*WHAT YOU SHOULD DO*: Write out the whole listing word for word.

*RECORDS FOR THIS TASK*:
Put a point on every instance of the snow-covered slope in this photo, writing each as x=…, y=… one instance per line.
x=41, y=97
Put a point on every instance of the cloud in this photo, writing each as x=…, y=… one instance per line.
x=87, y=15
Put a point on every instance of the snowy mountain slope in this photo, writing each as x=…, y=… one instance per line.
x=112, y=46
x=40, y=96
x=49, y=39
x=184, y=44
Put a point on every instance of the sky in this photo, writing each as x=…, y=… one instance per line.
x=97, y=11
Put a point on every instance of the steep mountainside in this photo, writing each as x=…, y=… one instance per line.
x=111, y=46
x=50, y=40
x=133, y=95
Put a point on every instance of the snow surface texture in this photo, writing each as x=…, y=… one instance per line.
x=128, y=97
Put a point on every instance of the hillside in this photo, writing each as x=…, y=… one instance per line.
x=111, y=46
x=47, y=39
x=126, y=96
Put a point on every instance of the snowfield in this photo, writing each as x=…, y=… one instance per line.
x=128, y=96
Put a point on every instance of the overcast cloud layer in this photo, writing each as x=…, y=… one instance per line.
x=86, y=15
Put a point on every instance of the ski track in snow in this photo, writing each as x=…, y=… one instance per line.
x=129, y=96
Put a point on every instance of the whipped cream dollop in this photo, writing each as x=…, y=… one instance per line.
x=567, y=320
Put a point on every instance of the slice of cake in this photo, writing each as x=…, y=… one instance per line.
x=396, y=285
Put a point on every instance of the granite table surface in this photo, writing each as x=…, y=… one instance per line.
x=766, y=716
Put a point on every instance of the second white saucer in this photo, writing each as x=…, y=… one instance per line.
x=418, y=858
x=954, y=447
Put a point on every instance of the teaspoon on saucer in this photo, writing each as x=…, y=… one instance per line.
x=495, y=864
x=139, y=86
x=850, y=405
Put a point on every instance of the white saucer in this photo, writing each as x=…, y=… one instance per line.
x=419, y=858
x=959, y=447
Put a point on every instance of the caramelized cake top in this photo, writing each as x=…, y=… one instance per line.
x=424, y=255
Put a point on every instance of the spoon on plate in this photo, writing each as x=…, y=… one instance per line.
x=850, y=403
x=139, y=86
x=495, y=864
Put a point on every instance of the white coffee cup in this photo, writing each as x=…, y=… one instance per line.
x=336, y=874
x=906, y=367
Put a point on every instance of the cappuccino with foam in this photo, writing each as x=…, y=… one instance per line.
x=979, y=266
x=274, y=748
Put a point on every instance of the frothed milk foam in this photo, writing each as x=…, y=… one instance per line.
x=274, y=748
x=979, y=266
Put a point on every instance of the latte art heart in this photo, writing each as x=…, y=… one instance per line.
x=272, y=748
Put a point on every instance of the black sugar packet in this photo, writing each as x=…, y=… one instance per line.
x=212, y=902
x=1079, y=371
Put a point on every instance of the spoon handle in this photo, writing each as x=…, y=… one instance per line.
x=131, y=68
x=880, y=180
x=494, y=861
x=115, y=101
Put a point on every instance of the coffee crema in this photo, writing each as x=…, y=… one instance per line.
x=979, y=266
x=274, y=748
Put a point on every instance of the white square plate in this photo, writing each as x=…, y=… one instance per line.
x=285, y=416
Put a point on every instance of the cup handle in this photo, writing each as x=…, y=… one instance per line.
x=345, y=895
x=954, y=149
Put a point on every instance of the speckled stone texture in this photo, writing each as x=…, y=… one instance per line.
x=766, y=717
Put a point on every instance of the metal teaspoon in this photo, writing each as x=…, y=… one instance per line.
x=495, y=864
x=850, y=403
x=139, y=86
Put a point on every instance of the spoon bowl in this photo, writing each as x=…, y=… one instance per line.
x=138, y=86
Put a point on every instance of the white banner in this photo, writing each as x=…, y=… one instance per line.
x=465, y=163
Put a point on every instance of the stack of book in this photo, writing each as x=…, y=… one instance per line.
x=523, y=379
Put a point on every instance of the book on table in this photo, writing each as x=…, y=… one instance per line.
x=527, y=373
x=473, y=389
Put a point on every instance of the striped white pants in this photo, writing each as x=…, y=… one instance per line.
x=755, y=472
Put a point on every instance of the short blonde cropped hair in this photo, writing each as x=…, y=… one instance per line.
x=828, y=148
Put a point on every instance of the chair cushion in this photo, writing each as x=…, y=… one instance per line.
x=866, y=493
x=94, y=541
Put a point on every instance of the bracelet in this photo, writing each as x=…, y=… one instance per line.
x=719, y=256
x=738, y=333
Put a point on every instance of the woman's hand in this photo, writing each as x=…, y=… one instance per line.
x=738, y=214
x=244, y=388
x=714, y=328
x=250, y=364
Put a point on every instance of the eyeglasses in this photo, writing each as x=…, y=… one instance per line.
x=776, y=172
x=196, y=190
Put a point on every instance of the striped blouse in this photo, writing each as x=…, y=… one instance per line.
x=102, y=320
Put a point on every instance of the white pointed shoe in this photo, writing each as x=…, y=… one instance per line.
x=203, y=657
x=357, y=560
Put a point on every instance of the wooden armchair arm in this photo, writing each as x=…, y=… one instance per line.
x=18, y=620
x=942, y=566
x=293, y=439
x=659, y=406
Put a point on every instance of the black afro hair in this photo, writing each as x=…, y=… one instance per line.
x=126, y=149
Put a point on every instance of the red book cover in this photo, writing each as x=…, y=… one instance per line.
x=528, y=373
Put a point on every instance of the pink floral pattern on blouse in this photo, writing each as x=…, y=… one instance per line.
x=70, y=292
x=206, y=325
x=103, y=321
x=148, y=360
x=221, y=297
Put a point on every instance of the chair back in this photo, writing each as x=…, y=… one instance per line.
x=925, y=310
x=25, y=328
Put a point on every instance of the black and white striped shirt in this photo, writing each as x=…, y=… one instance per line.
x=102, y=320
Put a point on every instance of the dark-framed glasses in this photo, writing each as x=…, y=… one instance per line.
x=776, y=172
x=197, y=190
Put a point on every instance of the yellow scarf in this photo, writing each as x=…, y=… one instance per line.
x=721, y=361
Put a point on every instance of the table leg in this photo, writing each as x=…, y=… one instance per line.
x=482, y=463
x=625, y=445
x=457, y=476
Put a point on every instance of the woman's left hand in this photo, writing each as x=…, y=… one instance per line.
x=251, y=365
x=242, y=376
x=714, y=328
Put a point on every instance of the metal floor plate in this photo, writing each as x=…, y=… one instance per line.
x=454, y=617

*EXERCISE RESULT*:
Put a point on every instance of the snow-covered slope in this photo, writing each as x=…, y=… one instance per line.
x=41, y=97
Put a point on every instance of the cloud in this photo, writing each as x=…, y=… one instance per line.
x=87, y=15
Put a point on every instance of the snowy mountain slope in this photo, writing each as x=…, y=… one instance per line.
x=112, y=46
x=40, y=96
x=49, y=39
x=184, y=44
Put a point on every instance of the sky in this photo, writing each as x=…, y=… one instance per line.
x=97, y=11
Put a point on every instance of the steep mountainside in this photo, writing each as x=…, y=… one instance per line.
x=111, y=46
x=50, y=40
x=133, y=95
Put a point on every instance of the snow surface texture in this photo, writing each as x=…, y=… one instance per line.
x=128, y=97
Put a point on every instance of the hillside in this photo, writing each as x=…, y=… one instance per line.
x=111, y=46
x=47, y=39
x=126, y=96
Put a point on every instance of the snowfield in this photo, writing each as x=…, y=… one instance per line.
x=128, y=96
Put a point on every instance of the overcast cloud layer in this photo, writing each as x=…, y=… one instance per line.
x=86, y=15
Put a point on every instance of the ski track in snow in this photo, writing each as x=…, y=… one instance per line.
x=129, y=96
Put a point on every instance of the whipped cream dollop in this photo, writing each as x=…, y=… one instance per line.
x=567, y=320
Put a point on every instance of the slice of cake in this photo, writing each as x=…, y=… one instance per line.
x=396, y=285
Put a point on every instance of the granite table surface in this photo, writing each as x=…, y=… one instance per line.
x=766, y=716
Put a point on every instance of the second white saucer in this photo, writing each as x=…, y=… one instance per line.
x=418, y=858
x=954, y=447
Put a point on every instance of the teaspoon on saucer in this photo, writing each as x=…, y=… one instance per line.
x=495, y=864
x=139, y=86
x=850, y=405
Put a point on every instance of the white saucer in this photo, writing each as x=…, y=… one instance per line.
x=419, y=858
x=959, y=447
Put a point on every instance of the caramelized cake top in this photo, writing each as x=…, y=… one instance per line.
x=424, y=255
Put a point on every instance of the spoon on plate in this photo, writing each as x=…, y=… one instance per line.
x=850, y=403
x=139, y=86
x=495, y=864
Put a point on every instance of the white coffee cup in this photo, writing each as x=…, y=… one instance per line.
x=336, y=874
x=906, y=367
Put a point on every instance of the cappuccino with foam in this photo, writing each as x=…, y=… one instance per line.
x=979, y=266
x=274, y=748
Put a point on every instance of the frothed milk foam in this photo, writing each as x=…, y=… one instance per line.
x=274, y=748
x=979, y=266
Put a point on every instance of the latte art heart in this photo, writing each as x=…, y=… one instance per line.
x=272, y=748
Put a point on every instance of the black sugar packet in this photo, writing each as x=…, y=… one instance per line.
x=212, y=902
x=1079, y=371
Put a point on every instance of the spoon handle in this photo, writing each as x=…, y=… one instance per line.
x=131, y=68
x=880, y=180
x=494, y=861
x=115, y=101
Put a point on every instance of the coffee crema in this photo, writing each as x=…, y=… one instance per line.
x=979, y=266
x=274, y=748
Put a point on every instance of the white square plate in this photo, writing each as x=…, y=… one instance per line.
x=285, y=416
Put a point on every instance of the cup handle in this photo, writing each as x=…, y=… one instance per line.
x=345, y=895
x=954, y=149
Put a point on every instance of the speckled stone texture in this photo, writing each as x=…, y=… one instance per line.
x=766, y=717
Put a point on every instance of the metal teaspoon in this photo, writing each as x=…, y=… one instance per line.
x=495, y=864
x=850, y=403
x=139, y=86
Put a point on every instance of the spoon bowl in this photo, writing each as x=…, y=… one instance per line.
x=138, y=86
Put a point on every instance of the white banner in this photo, writing each as x=…, y=… one instance per line.
x=465, y=163
Put a point on every instance of the stack of book in this photo, writing each as x=…, y=… one instance per line.
x=523, y=379
Put a point on every instance of the book on table in this photo, writing each as x=…, y=… one instance per line.
x=527, y=373
x=473, y=389
Put a point on every instance of the striped white pants in this photo, writing each as x=…, y=… one instance per line.
x=755, y=472
Put a point on every instance of the short blonde cropped hair in this photo, writing each as x=…, y=… one instance per line.
x=828, y=148
Put a point on every instance of the chair cushion in this photo, writing each as x=…, y=… one instance per line.
x=866, y=493
x=94, y=541
Put a point on every instance of the bracelet in this photo, writing each as x=…, y=… one instance per line.
x=719, y=256
x=738, y=333
Put a point on every instance of the woman's hand in this photo, writing each as x=…, y=… one instance per line.
x=738, y=214
x=244, y=388
x=714, y=328
x=250, y=364
Put a point on every instance of the eyeglasses in this photo, writing each as x=…, y=… one instance per line.
x=776, y=172
x=196, y=190
Put a point on every instance of the striped blouse in this photo, writing each as x=…, y=… one instance per line.
x=102, y=320
Put a point on every instance of the white pointed shoe in this photo, writing each as x=…, y=… one instance per line.
x=203, y=657
x=357, y=560
Put a point on every instance of the wooden armchair arm in this photo, writing each as x=…, y=… one instance per line.
x=18, y=620
x=942, y=566
x=293, y=439
x=659, y=406
Put a point on every instance of the black afro hair in this photo, writing each as x=…, y=… one instance per line.
x=126, y=149
Put a point on every instance of the red book cover in this photo, writing each as x=…, y=… one instance per line.
x=528, y=373
Put a point on every instance of the pink floral pattern on blouse in this photo, writing each as x=…, y=… one instance per line.
x=70, y=292
x=206, y=325
x=103, y=321
x=148, y=360
x=221, y=297
Put a point on every instance of the chair back in this photo, writing each as x=…, y=… one instance per line.
x=925, y=310
x=25, y=328
Put a point on every instance of the black and white striped shirt in this photo, writing each as x=…, y=… one instance per line.
x=102, y=320
Put a point on every instance of the dark-framed glasses in this photo, writing each as x=…, y=… one instance per line.
x=776, y=172
x=197, y=190
Put a point on every instance of the yellow scarf in this photo, writing each as x=…, y=… one instance per line.
x=721, y=361
Put a point on every instance of the table leg in this photo, writing each as x=…, y=… one instance per line.
x=482, y=463
x=625, y=445
x=457, y=476
Put a point on every instance of the woman's left hand in this photo, writing each as x=…, y=… one instance per line.
x=251, y=365
x=242, y=376
x=714, y=328
Put a point on every instance of the metal floor plate in this photo, writing each as x=…, y=… one instance per line.
x=454, y=617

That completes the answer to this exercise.